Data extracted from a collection
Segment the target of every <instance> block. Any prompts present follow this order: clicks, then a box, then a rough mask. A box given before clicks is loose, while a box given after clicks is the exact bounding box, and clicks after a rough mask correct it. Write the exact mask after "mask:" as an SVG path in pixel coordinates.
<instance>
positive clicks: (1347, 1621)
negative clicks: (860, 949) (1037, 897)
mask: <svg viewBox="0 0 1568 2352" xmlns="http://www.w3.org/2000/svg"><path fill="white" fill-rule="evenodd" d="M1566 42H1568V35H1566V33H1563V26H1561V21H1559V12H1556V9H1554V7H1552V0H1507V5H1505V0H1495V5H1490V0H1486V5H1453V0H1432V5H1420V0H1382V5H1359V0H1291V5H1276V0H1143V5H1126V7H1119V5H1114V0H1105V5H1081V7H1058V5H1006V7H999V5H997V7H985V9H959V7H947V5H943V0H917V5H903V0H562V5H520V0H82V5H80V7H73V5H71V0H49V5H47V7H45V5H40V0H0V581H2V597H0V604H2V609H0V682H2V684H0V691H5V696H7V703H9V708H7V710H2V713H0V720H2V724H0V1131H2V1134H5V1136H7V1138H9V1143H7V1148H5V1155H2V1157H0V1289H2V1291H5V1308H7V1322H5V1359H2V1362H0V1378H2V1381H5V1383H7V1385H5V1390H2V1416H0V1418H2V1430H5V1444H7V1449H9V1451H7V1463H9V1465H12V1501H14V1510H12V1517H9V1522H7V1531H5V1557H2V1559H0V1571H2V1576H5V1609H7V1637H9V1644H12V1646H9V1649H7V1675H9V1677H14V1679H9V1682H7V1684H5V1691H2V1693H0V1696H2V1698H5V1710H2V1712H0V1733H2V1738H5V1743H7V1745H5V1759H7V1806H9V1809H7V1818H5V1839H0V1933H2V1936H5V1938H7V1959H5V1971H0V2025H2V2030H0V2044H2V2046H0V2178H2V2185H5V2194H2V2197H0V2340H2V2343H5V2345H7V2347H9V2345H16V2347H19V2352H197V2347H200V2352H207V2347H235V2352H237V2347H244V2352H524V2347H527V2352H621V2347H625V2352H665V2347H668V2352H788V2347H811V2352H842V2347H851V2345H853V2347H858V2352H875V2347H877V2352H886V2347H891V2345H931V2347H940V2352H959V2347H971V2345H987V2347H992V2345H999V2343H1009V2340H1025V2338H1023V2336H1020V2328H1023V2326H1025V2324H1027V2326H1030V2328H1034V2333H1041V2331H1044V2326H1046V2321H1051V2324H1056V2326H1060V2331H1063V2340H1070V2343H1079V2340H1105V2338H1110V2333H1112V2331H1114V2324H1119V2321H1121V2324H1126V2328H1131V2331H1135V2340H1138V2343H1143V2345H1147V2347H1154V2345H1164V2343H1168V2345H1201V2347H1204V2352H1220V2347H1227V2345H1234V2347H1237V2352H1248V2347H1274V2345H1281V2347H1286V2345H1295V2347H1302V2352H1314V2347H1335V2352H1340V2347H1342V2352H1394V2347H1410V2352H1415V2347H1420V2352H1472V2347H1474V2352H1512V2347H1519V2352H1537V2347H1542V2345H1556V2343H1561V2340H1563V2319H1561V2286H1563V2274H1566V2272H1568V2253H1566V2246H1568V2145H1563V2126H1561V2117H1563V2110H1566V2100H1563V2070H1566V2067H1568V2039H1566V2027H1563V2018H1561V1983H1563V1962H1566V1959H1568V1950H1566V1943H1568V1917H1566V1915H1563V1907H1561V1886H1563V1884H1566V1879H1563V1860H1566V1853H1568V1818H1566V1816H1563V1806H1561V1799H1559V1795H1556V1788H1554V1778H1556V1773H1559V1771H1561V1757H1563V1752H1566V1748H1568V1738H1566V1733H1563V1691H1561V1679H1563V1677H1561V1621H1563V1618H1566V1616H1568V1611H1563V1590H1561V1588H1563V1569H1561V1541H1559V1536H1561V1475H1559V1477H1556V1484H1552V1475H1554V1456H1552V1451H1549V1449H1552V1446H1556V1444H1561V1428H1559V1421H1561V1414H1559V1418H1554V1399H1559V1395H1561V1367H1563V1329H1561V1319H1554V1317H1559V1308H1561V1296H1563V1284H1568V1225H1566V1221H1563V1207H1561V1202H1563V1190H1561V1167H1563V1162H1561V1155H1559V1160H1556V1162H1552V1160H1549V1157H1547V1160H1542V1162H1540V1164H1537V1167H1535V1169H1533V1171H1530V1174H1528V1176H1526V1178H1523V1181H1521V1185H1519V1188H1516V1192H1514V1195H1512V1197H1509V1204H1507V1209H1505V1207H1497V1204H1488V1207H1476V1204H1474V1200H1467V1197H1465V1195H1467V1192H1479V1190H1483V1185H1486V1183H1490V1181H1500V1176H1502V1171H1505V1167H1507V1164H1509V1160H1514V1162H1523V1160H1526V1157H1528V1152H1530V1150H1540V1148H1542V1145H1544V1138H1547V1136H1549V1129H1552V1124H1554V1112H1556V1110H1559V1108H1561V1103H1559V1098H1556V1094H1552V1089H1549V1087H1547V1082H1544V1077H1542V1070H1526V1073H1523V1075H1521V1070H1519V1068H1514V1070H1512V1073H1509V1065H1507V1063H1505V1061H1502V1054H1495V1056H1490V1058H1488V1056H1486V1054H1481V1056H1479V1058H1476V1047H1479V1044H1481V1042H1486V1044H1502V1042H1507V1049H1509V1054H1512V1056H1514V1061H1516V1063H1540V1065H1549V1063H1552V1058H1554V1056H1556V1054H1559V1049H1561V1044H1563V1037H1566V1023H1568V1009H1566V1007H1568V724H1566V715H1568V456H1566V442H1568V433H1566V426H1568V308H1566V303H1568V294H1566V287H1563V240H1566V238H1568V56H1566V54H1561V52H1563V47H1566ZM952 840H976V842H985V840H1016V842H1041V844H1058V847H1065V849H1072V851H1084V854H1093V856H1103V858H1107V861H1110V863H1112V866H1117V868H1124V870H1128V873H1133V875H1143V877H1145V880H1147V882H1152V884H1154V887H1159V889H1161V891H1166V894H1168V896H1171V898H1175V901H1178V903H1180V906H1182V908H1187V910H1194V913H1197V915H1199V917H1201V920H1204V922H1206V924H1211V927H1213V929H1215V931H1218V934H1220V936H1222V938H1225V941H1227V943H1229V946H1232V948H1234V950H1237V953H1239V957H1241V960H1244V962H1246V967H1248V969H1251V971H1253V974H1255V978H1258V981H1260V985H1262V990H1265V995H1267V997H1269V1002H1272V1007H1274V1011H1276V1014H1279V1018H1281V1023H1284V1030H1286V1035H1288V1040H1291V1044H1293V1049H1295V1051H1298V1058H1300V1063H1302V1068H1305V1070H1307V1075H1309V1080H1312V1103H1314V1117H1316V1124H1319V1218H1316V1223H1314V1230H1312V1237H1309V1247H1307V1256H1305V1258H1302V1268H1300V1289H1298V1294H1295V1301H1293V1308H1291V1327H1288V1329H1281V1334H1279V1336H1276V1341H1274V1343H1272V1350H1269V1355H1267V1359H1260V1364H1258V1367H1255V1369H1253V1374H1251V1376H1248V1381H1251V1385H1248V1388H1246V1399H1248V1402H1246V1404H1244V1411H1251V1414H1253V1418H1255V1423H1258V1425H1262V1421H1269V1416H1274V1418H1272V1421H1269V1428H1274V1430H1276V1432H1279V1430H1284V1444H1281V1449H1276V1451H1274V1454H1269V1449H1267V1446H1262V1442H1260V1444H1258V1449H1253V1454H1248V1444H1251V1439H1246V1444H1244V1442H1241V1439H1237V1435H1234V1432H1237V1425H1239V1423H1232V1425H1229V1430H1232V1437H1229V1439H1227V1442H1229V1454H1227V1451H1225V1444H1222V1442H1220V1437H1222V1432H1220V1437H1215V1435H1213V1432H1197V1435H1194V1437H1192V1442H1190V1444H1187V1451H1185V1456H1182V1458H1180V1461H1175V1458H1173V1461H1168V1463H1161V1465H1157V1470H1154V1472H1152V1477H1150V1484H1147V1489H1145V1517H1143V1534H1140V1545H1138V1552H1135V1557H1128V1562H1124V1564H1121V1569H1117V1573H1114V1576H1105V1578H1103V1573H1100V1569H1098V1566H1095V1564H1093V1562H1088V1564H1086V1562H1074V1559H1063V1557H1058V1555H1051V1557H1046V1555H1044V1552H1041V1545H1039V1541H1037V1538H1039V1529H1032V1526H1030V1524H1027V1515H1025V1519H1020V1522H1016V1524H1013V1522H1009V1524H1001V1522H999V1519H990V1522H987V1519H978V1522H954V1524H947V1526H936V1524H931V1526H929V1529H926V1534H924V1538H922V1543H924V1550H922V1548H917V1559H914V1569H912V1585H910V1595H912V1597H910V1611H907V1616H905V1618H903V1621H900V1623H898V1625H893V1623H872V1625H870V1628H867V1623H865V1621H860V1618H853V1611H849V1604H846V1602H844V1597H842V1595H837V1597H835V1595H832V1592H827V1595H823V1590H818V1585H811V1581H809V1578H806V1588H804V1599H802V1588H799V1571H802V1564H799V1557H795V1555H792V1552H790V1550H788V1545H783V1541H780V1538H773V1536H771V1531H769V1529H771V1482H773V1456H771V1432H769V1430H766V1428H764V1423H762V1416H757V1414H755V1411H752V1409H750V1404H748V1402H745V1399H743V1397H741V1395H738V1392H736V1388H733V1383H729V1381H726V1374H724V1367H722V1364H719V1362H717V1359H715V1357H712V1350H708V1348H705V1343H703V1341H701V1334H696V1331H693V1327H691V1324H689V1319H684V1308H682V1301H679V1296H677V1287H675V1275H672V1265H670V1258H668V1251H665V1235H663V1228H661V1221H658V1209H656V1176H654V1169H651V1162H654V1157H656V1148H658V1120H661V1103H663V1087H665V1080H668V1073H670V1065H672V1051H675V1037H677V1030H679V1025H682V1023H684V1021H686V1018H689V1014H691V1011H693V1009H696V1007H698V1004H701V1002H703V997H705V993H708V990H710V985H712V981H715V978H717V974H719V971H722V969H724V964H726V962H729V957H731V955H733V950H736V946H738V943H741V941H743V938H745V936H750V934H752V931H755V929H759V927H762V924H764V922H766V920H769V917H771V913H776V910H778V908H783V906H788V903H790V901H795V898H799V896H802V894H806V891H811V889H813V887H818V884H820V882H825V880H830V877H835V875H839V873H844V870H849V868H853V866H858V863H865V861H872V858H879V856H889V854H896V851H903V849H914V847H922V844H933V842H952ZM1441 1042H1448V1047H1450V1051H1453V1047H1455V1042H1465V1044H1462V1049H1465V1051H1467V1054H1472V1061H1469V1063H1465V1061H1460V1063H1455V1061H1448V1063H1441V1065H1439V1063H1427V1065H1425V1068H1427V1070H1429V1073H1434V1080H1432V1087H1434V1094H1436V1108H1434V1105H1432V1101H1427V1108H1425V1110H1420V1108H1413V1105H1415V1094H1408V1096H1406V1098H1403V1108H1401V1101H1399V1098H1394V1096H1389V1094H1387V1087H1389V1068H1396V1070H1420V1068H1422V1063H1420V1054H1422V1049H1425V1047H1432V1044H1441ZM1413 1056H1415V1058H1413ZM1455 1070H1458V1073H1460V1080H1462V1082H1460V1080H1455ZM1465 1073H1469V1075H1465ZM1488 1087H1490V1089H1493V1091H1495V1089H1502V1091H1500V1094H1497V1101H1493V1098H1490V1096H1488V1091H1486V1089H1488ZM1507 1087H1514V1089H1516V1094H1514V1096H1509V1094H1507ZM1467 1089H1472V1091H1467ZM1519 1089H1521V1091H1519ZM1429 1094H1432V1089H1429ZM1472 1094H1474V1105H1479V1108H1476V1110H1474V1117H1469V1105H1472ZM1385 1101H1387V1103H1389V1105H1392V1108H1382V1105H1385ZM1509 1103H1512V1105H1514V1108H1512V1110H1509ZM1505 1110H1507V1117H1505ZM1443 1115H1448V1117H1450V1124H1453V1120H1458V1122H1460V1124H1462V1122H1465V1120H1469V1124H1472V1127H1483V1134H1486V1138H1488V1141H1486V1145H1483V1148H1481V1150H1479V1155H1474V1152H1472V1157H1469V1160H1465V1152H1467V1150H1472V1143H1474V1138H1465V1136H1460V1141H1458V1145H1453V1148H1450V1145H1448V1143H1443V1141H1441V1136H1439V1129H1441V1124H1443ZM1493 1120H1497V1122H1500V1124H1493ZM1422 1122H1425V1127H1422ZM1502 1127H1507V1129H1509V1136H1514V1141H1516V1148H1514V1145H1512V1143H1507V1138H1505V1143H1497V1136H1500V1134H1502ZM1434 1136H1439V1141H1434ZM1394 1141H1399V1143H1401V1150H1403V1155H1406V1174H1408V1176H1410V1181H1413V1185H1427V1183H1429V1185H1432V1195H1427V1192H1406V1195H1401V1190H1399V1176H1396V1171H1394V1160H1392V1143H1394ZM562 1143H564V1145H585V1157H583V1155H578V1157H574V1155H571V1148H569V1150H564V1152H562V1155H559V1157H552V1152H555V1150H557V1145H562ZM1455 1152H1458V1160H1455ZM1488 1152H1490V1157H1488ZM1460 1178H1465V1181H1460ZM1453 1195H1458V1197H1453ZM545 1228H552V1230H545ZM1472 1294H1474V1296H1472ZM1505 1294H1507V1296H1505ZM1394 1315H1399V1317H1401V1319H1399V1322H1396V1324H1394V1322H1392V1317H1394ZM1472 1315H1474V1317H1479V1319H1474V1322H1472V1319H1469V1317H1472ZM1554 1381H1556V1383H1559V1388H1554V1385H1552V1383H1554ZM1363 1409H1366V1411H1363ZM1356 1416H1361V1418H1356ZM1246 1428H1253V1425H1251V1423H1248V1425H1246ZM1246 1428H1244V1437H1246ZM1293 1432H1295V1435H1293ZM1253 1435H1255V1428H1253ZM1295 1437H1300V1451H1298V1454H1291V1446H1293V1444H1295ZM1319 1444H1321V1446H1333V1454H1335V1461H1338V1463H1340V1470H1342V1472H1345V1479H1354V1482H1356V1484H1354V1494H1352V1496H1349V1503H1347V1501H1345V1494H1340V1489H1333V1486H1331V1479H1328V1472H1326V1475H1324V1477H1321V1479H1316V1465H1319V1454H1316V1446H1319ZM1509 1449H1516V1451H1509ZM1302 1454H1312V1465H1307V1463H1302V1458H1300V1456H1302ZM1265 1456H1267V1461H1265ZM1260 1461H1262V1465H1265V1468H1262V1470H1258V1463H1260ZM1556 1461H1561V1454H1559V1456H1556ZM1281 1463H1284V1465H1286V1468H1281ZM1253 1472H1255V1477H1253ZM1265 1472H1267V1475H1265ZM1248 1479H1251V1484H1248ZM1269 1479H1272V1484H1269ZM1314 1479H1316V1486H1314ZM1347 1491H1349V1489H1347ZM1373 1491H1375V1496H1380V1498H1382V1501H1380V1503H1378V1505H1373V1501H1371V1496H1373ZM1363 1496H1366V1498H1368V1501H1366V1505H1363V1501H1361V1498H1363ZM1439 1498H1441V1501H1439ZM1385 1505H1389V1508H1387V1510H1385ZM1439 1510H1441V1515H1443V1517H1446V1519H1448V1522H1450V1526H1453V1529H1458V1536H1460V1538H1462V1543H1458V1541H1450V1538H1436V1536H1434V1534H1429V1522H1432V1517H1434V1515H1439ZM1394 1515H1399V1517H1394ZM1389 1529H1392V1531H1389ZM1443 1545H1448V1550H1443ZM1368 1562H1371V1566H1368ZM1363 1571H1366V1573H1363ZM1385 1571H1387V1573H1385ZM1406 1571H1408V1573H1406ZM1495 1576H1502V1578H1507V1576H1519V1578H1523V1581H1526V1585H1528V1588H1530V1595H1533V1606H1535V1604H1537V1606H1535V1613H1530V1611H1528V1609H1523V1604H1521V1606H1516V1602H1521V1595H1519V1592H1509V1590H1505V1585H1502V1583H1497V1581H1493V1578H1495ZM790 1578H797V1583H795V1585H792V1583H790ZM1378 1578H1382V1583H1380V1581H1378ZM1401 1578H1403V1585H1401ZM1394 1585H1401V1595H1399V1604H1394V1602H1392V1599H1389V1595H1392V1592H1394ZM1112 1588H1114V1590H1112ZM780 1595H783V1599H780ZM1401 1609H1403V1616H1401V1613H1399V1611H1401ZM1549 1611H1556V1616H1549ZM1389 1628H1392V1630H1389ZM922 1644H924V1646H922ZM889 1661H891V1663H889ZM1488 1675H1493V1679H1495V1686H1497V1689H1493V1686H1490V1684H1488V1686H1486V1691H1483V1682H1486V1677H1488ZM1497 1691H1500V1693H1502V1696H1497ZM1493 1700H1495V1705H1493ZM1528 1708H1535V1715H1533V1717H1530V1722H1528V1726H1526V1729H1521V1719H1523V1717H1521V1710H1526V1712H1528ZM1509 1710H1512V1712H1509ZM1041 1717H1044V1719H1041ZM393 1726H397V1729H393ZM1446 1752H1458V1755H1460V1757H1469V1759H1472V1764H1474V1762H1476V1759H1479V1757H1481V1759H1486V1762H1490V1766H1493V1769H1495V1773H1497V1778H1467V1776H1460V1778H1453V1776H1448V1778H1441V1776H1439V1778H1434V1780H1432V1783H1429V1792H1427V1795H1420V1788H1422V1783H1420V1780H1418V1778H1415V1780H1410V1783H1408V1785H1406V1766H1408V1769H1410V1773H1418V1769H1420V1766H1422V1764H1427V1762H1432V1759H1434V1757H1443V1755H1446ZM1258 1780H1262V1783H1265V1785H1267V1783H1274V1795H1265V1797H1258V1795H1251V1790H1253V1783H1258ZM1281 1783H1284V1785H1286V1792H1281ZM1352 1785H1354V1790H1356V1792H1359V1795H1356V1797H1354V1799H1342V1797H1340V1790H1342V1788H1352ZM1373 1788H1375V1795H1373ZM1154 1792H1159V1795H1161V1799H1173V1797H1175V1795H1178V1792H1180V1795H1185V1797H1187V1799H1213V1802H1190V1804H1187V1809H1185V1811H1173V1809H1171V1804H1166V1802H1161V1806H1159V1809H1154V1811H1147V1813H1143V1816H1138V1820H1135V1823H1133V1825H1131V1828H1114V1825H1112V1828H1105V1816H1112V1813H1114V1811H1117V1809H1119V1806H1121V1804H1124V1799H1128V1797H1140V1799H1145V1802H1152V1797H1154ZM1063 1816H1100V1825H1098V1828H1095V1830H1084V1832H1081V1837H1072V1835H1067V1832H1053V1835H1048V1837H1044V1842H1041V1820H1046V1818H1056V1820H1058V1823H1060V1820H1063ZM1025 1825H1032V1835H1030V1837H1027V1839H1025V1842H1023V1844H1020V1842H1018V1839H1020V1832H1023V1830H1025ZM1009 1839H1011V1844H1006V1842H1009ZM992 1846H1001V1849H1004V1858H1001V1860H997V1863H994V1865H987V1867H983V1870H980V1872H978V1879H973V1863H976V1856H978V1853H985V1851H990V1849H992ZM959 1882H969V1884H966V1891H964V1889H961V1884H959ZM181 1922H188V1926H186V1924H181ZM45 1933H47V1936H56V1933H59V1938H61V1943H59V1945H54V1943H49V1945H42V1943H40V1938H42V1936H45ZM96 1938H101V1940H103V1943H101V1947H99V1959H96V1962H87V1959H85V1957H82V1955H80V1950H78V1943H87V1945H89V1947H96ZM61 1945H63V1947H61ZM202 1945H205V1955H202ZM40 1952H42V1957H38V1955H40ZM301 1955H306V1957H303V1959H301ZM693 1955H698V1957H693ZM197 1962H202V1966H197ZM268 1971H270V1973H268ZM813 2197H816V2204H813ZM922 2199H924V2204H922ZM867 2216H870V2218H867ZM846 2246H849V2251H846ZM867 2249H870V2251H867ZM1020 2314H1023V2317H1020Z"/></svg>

### [Task statement]
Transcribe the listing verbatim, from its first line through the line containing "negative clicks: (860, 949) (1037, 897)", with both ends included.

### [Answer area]
Segment the target of every <instance> block. Any prompts present follow this order: clicks, then a box, then a rough mask. A box given before clicks is loose, while a box given after clicks is the exact bounding box, and clicks after a rough mask correct it. Write the exact mask after "mask:" as an SVG path in pixel coordinates.
<instance>
positive clicks: (1347, 1621)
negative clicks: (860, 949) (1037, 897)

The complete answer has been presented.